begin EXCERPTED DATA
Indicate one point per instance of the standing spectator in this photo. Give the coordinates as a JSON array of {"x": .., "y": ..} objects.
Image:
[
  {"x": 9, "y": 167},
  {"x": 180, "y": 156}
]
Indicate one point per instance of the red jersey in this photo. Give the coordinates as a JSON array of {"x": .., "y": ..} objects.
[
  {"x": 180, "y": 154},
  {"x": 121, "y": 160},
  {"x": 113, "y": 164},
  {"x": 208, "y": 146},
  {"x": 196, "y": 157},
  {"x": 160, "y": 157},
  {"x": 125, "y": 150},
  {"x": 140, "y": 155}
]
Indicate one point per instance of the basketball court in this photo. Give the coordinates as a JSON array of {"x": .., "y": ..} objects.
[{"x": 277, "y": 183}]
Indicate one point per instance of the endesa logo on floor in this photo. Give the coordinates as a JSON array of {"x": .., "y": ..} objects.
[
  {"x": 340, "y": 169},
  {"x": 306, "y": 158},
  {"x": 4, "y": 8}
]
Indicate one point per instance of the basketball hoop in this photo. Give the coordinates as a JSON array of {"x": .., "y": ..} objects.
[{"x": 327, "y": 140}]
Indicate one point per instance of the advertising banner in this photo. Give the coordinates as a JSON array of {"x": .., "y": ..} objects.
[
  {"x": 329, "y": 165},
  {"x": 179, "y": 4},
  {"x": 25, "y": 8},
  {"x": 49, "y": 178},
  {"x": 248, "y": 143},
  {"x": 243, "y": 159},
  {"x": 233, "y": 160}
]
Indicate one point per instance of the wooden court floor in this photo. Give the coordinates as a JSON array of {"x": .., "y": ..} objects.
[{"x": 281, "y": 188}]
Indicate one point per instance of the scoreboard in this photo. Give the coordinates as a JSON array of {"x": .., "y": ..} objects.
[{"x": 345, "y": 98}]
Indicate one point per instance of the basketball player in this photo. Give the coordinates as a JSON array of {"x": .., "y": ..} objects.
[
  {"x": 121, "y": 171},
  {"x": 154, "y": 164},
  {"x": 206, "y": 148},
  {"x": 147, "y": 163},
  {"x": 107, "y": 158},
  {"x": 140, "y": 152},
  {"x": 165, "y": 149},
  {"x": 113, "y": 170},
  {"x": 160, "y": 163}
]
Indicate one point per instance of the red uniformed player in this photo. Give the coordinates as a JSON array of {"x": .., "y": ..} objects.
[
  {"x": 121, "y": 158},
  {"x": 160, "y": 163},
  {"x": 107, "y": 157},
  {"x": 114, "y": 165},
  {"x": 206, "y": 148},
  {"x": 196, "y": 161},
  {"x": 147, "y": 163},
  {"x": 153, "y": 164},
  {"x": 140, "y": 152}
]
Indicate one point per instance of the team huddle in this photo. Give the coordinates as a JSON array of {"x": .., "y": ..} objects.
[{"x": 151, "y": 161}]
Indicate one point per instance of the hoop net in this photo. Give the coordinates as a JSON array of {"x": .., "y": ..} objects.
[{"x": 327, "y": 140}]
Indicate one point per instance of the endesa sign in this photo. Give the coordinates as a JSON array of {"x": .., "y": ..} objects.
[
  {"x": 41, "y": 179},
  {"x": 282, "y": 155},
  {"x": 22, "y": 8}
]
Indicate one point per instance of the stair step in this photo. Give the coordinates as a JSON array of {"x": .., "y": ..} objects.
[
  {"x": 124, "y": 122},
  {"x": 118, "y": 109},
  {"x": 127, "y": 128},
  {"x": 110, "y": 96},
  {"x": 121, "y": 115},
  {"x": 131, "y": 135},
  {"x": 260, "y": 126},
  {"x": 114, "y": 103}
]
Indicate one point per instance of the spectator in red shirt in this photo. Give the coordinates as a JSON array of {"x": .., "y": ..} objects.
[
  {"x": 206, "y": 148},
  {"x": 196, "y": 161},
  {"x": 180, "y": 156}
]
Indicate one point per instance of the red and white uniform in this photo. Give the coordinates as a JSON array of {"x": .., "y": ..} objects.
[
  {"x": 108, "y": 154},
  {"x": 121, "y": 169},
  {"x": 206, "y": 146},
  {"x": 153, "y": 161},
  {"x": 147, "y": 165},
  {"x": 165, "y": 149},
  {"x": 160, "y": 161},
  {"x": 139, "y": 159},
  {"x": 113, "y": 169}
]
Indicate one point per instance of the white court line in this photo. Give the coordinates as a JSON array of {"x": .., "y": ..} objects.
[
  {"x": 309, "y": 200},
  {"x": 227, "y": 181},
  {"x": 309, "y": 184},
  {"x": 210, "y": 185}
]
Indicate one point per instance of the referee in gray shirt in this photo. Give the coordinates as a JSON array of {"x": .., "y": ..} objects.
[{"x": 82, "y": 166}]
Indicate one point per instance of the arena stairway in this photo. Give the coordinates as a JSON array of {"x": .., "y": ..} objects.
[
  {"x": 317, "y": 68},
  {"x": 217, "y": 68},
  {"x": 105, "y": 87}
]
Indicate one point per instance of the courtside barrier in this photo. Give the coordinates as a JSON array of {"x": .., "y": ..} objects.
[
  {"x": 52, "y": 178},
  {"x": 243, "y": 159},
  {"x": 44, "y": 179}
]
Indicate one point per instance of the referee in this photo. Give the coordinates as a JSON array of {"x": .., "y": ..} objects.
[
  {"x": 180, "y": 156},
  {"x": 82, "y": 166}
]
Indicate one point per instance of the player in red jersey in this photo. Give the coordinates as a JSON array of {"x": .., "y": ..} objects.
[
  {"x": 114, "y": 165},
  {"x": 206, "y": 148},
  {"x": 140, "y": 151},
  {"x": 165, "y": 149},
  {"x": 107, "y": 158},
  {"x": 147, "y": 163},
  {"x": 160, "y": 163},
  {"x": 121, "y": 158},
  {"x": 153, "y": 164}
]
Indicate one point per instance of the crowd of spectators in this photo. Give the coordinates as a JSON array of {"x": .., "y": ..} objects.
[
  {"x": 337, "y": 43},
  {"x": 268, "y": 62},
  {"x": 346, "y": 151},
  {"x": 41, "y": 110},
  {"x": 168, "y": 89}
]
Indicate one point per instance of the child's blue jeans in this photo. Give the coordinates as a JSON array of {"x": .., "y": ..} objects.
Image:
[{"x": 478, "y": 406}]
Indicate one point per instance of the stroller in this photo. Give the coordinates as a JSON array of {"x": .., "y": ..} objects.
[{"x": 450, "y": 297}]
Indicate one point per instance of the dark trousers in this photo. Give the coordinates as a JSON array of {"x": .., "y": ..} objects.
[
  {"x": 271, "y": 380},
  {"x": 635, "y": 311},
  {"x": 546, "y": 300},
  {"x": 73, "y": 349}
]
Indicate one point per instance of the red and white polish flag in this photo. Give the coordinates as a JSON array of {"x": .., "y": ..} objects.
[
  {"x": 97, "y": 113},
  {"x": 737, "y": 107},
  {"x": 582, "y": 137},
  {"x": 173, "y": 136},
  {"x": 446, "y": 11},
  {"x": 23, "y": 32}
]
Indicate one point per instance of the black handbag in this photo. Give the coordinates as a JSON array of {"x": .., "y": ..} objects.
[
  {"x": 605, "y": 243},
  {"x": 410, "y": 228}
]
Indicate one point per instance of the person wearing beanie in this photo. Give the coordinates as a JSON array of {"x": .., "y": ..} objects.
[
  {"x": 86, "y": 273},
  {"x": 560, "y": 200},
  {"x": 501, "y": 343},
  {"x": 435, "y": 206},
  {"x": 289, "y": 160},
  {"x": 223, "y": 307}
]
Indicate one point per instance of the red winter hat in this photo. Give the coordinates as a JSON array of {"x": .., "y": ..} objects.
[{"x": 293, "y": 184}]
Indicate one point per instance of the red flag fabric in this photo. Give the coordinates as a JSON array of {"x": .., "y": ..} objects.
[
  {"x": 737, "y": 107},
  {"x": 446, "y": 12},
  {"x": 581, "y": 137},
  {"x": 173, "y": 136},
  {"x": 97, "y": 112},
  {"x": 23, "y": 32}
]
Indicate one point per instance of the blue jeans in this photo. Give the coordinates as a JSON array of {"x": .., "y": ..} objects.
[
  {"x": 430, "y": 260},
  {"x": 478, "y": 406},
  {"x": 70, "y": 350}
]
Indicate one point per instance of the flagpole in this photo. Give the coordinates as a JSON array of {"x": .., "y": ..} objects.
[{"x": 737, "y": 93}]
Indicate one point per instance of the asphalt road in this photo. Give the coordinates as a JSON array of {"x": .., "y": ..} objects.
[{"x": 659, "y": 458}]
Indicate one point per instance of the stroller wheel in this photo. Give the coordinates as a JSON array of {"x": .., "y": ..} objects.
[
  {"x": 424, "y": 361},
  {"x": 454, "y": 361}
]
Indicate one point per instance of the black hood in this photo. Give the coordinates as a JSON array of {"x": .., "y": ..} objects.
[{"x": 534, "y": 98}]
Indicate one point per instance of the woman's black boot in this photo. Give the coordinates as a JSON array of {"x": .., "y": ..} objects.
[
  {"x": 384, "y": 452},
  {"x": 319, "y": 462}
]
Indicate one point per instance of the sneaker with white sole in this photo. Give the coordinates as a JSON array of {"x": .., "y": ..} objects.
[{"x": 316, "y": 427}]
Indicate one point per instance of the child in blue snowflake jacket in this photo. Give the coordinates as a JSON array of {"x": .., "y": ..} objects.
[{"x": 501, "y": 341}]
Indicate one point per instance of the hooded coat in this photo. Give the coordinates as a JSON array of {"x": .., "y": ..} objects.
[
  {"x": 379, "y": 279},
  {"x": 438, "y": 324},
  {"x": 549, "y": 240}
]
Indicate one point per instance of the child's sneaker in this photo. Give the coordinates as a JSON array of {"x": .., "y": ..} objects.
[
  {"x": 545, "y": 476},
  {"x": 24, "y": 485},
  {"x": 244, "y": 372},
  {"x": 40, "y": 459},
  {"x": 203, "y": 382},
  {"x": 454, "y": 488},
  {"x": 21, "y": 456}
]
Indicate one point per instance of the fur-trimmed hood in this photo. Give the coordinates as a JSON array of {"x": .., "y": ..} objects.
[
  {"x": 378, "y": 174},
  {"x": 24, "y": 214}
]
end EXCERPTED DATA
WORK REQUIRED:
Could you quote, exactly as they appear, the line containing "Indicate one point per instance of the black hood" and every line after it to the end of the records above?

PROBLEM SOLUTION:
Indicate one point per instance of the black hood in this photo. Give the coordinates as a JSON array of {"x": .., "y": ..} objects.
[{"x": 534, "y": 98}]
Indicate one point per instance of the woman's black boot in this photo. Give the coordinates as a JSON array of {"x": .., "y": ..} objects.
[
  {"x": 384, "y": 452},
  {"x": 319, "y": 462}
]
Indicate one point per instance of the sneaker with white sole in this photo. Give the coordinates as a JSON array of {"x": .., "y": ..} objects.
[{"x": 316, "y": 427}]
Indicate one point per instance of the child in blue snowflake jacket in this photo. Give the coordinates as a JSON array of {"x": .., "y": ..} objects.
[{"x": 501, "y": 341}]
Indicate one point per instance of the hooded coat in this photo. Give the coordinates as a JSON array of {"x": .., "y": ..} objects.
[
  {"x": 379, "y": 279},
  {"x": 438, "y": 324},
  {"x": 549, "y": 240}
]
Indicate one point per instance of the child's sneaker in this photo. Give the coordinates as a JSON array of {"x": .., "y": ..} objects.
[
  {"x": 545, "y": 476},
  {"x": 24, "y": 485},
  {"x": 244, "y": 372},
  {"x": 40, "y": 459},
  {"x": 203, "y": 382},
  {"x": 454, "y": 488},
  {"x": 21, "y": 456}
]
Indicate one point per instance of the fur-trimmed hood in this photo. Give the coordinates as a JSON array of {"x": .., "y": ..} objects.
[
  {"x": 378, "y": 174},
  {"x": 24, "y": 214}
]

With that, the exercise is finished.